Stated problem - Output the material below in its entirety, exactly as given.

Records of labeled points:
───

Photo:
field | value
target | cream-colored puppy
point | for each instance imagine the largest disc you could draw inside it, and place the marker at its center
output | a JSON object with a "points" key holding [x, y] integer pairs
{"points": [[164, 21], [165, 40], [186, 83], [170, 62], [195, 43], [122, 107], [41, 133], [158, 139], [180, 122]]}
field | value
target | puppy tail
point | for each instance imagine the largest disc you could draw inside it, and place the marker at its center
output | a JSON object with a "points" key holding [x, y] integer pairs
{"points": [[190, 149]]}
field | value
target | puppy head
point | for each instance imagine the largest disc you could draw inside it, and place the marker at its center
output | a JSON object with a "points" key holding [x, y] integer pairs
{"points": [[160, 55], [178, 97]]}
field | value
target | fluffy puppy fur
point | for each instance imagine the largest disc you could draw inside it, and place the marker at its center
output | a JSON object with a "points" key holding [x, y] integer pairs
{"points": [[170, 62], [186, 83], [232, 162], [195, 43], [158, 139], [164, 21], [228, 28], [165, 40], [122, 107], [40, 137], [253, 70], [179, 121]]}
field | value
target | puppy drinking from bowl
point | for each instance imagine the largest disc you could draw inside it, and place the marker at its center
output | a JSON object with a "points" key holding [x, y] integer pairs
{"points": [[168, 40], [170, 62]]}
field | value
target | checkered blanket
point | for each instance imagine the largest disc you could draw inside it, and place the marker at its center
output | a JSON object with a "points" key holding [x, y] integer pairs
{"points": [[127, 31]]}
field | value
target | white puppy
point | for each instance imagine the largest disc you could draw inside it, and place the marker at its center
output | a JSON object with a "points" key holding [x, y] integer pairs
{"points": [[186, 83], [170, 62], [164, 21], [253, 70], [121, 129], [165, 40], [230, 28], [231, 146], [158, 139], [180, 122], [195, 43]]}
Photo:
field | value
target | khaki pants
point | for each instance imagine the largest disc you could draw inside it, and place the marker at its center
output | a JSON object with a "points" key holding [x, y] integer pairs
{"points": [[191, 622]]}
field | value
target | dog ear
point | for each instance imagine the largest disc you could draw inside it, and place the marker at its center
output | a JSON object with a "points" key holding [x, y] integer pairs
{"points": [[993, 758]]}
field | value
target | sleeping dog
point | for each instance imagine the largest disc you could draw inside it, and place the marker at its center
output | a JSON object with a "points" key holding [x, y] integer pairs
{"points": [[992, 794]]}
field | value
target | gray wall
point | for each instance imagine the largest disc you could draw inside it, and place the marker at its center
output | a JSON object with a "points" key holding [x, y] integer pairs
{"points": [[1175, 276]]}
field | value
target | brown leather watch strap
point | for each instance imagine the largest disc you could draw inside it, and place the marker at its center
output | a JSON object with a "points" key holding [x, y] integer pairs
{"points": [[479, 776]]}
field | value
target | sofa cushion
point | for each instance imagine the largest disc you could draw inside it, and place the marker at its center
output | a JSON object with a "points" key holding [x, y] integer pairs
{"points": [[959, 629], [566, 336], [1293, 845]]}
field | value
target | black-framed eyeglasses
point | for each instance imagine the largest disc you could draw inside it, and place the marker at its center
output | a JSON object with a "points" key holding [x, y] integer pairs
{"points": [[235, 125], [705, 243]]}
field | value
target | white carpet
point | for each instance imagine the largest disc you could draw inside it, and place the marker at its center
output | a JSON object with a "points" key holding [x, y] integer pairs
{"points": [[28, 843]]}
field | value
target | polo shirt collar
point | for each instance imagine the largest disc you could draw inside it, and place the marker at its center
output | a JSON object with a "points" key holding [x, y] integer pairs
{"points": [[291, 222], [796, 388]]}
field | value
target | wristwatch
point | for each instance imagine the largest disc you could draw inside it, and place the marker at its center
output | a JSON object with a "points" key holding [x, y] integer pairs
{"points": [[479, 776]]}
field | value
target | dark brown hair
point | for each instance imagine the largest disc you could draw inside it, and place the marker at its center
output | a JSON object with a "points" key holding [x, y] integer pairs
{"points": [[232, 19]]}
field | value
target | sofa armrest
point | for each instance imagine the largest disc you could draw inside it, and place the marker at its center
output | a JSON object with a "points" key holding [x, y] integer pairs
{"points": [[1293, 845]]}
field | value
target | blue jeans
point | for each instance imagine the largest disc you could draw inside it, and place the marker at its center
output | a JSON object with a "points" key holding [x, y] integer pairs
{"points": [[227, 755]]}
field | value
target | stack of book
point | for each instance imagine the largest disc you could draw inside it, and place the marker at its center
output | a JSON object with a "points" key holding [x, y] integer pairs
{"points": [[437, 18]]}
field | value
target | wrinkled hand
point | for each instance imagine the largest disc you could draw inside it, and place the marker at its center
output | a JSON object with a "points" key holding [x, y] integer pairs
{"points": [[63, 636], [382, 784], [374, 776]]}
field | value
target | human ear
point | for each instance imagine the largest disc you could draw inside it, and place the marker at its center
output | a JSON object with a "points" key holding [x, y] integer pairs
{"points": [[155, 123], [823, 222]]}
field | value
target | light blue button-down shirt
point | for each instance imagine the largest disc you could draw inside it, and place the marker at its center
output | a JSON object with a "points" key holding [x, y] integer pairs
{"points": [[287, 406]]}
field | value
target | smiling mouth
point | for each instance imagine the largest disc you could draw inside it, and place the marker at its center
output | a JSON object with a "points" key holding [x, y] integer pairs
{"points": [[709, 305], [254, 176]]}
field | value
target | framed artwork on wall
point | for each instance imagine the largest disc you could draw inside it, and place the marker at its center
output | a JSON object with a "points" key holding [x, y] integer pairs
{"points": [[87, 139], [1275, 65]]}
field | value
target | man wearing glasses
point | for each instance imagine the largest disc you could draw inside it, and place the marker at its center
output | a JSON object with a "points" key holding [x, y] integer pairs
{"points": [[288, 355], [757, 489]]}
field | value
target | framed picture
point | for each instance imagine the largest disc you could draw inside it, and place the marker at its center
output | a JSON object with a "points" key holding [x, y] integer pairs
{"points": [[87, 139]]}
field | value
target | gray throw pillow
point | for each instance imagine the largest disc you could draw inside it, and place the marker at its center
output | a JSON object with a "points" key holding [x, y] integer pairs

───

Answer to this exercise -
Photo:
field | value
target | cream-colored puppy
point | for each instance imagine the largest disc you could draw inside it, and place the marker at its center
output | a JSON object with a "points" key holding [x, y] integer pairs
{"points": [[164, 21], [165, 40], [186, 83], [170, 62], [195, 43], [122, 107], [41, 133], [158, 139], [180, 122]]}
field | value
target | puppy tail
point | for each instance imagine the largest disc you could draw inside it, and place the marker at its center
output | a JSON object with a "points" key holding [x, y] integer pairs
{"points": [[190, 149]]}
field | value
target | puppy head
point | for each instance imagine the largest disc you could draw inside it, and place the marker at its center
output | a JSON object with a "points" key holding [x, y] integer pairs
{"points": [[160, 55], [178, 97]]}
field | value
target | fluffy puppy fur
point | for each instance imagine the largest disc you could draw inside it, and place the marker at its center
output | a JSON object with a "points" key holding [x, y] integer pairs
{"points": [[170, 62], [186, 83], [232, 162], [195, 43], [158, 139], [164, 21], [228, 28], [165, 40], [122, 107], [40, 137], [253, 70], [179, 121]]}
field | value
target | puppy drinking from bowl
point | for each instance imagine the largest disc you could draw inside it, and place the marker at its center
output | a JSON object with a "points" key holding [x, y] integer pairs
{"points": [[168, 40], [170, 62]]}
field | value
target | checkered blanket
point | for each instance imagine the largest disc you could draw inside it, and place the marker at its center
output | a JSON object with a "points" key holding [x, y] integer pairs
{"points": [[127, 31]]}
field | value
target | white puppy
point | for each instance imagine the largest disc you could draw inside it, and place the marker at its center
output | a JSON object with a "points" key holding [x, y] integer pairs
{"points": [[186, 83], [170, 62], [164, 21], [253, 70], [121, 129], [165, 40], [230, 28], [231, 146], [158, 139], [180, 122], [195, 43]]}
Photo:
field | value
target | khaki pants
point | for each instance imagine the largest disc you could draw inside it, and place the marker at its center
output | a JSON object with a "points" key holding [x, y] integer pairs
{"points": [[191, 622]]}
field | value
target | dog ear
point | for each instance imagine the largest disc you could draw inside it, and place the marker at its center
output | a JSON object with a "points" key holding [x, y] integer pairs
{"points": [[993, 758]]}
field | value
target | sleeping dog
point | for each instance imagine the largest disc you could draw inside it, and place the marker at its center
output | a JSON object with a "points" key holding [x, y] integer pairs
{"points": [[992, 794]]}
field | value
target | gray wall
point | for each instance imagine the largest disc you could draw inside it, and place the marker at its center
output | a JSON object with a "points" key holding [x, y] integer pairs
{"points": [[1175, 276]]}
field | value
target | brown leather watch strap
point | for each instance imagine the largest disc you could draw inside it, and place the marker at its center
output | a JSON object with a "points" key holding [x, y] integer pairs
{"points": [[479, 776]]}
field | value
target | sofa cushion
point | for each instance imagine the largest disc you could draw inside it, and place the marker at its center
output | a JSON object with a "points" key holding [x, y] integer pairs
{"points": [[959, 629], [566, 336], [1293, 845]]}
field | value
target | black-framed eyeglasses
point | for each instance imagine the largest disc you could draw inside it, and place the marker at its center
output | a JSON object with a "points" key holding [x, y] integer pairs
{"points": [[235, 125], [705, 243]]}
field | value
target | white carpet
point | for each instance imagine the largest disc you could draw inside it, and place the marker at its center
output | a JSON object with a "points" key holding [x, y] integer pairs
{"points": [[28, 843]]}
field | value
target | polo shirt collar
point | for each instance imagine the largest disc you could draw inside it, and place the marker at its center
output | a JSON object with a "points" key holding [x, y] integer pairs
{"points": [[291, 222], [796, 388]]}
field | value
target | wristwatch
point | for each instance imagine the largest disc you could draw inside it, and place the marker at its center
output | a JSON object with a "points" key holding [x, y] integer pairs
{"points": [[479, 776]]}
field | value
target | dark brown hair
point | for each instance imagine the largest disc you could draw inside it, and place the marker at its center
output | a JSON object with a "points" key holding [x, y] integer pairs
{"points": [[232, 19]]}
field | value
target | sofa armrest
point | for each instance imagine the largest disc you could draw inside it, and place the marker at its center
output | a JSON object with a "points" key holding [x, y] integer pairs
{"points": [[1293, 845]]}
field | value
target | blue jeans
point | for each instance imagine the largest disc you could draw inside it, and place the marker at its center
output | a JSON object with a "points" key holding [x, y] integer pairs
{"points": [[227, 755]]}
field | value
target | stack of book
point | for each instance imagine the largest disc you could draw inside it, and place the marker at its center
output | a JSON object with a "points" key holding [x, y] integer pairs
{"points": [[437, 18]]}
field | value
target | wrinkled hand
point | for each instance imagine the largest disc you could draw inside it, and place the marker at its center
output | a JSON object with a "points" key holding [x, y] integer pairs
{"points": [[63, 636], [382, 784], [374, 776]]}
field | value
target | human ear
point | for each instance imagine the largest disc you could draw inside it, and place the marker at its center
output | a JSON object with a "points" key holding [x, y] integer pairs
{"points": [[155, 123], [823, 222]]}
field | value
target | light blue button-down shirt
point | for each instance imagine the largest disc you could draw inside it, and place the marker at its center
output | a JSON object with a "points" key holding [x, y] integer pairs
{"points": [[287, 406]]}
field | value
target | smiling mouth
point | for each instance imagine the largest disc you could draw inside it, and place the marker at its center
output | a JSON object with a "points" key holding [x, y] integer pairs
{"points": [[709, 305], [254, 176]]}
field | value
target | framed artwork on wall
point | for each instance imagine the largest disc you could draw inside it, and place the marker at its center
output | a JSON object with a "points" key holding [x, y] integer pairs
{"points": [[87, 139], [1275, 65]]}
field | value
target | man wearing glasses
point | for each instance imagine the largest disc you could draw inside it, and place the marker at its center
output | a JSON object with a "points" key holding [x, y] integer pairs
{"points": [[288, 355], [757, 489]]}
field | value
target | framed picture
point | for each instance imagine the largest disc you could draw inside it, and place the marker at its center
output | a JSON object with a "points" key holding [x, y] integer pairs
{"points": [[87, 139]]}
field | value
target | gray throw pillow
point | for each instance imagine the largest disc you could draw inside it, and place the marker at its center
output | a JSON object with a "points" key holding [x, y] integer pairs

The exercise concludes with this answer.